## start

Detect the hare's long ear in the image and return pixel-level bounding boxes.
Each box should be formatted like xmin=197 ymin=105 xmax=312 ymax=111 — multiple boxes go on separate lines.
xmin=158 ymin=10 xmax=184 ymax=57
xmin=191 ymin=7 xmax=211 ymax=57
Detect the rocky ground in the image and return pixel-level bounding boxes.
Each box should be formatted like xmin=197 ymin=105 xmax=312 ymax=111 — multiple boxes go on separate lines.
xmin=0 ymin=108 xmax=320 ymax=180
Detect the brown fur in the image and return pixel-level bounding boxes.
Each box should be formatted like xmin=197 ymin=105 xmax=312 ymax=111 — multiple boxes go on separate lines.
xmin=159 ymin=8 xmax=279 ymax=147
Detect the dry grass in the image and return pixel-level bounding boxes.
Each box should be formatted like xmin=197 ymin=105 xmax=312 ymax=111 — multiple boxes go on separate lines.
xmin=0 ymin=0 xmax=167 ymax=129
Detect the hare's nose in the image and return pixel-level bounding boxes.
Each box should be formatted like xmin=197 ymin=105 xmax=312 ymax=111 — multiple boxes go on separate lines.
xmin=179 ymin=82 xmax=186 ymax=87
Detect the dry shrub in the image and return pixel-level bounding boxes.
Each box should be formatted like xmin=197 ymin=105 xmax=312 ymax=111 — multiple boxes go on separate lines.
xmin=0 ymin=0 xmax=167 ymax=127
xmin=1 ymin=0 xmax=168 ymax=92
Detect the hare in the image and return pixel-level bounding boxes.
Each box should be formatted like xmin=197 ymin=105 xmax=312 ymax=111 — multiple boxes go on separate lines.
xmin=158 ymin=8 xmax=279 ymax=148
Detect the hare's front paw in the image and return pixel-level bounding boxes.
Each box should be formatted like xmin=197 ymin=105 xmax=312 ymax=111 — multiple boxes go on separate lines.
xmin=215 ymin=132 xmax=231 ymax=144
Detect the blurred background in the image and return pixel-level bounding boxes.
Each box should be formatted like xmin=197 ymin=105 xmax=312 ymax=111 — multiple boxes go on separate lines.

## end

- [Task directions] Convert the lines above, starting with the line containing "Detect the hare's front" and continuing through the line containing "xmin=215 ymin=132 xmax=231 ymax=144", into a Markdown table with the columns Row and Line. Number each row, put the full line in the second column, and skip any blank lines.

- [Answer to the exercise]
| Row | Line |
|---|---|
| 1 | Detect the hare's front paw in the image and return pixel-level bounding boxes. |
| 2 | Each box should be formatted like xmin=197 ymin=105 xmax=312 ymax=111 — multiple boxes go on separate lines. |
| 3 | xmin=215 ymin=132 xmax=231 ymax=144 |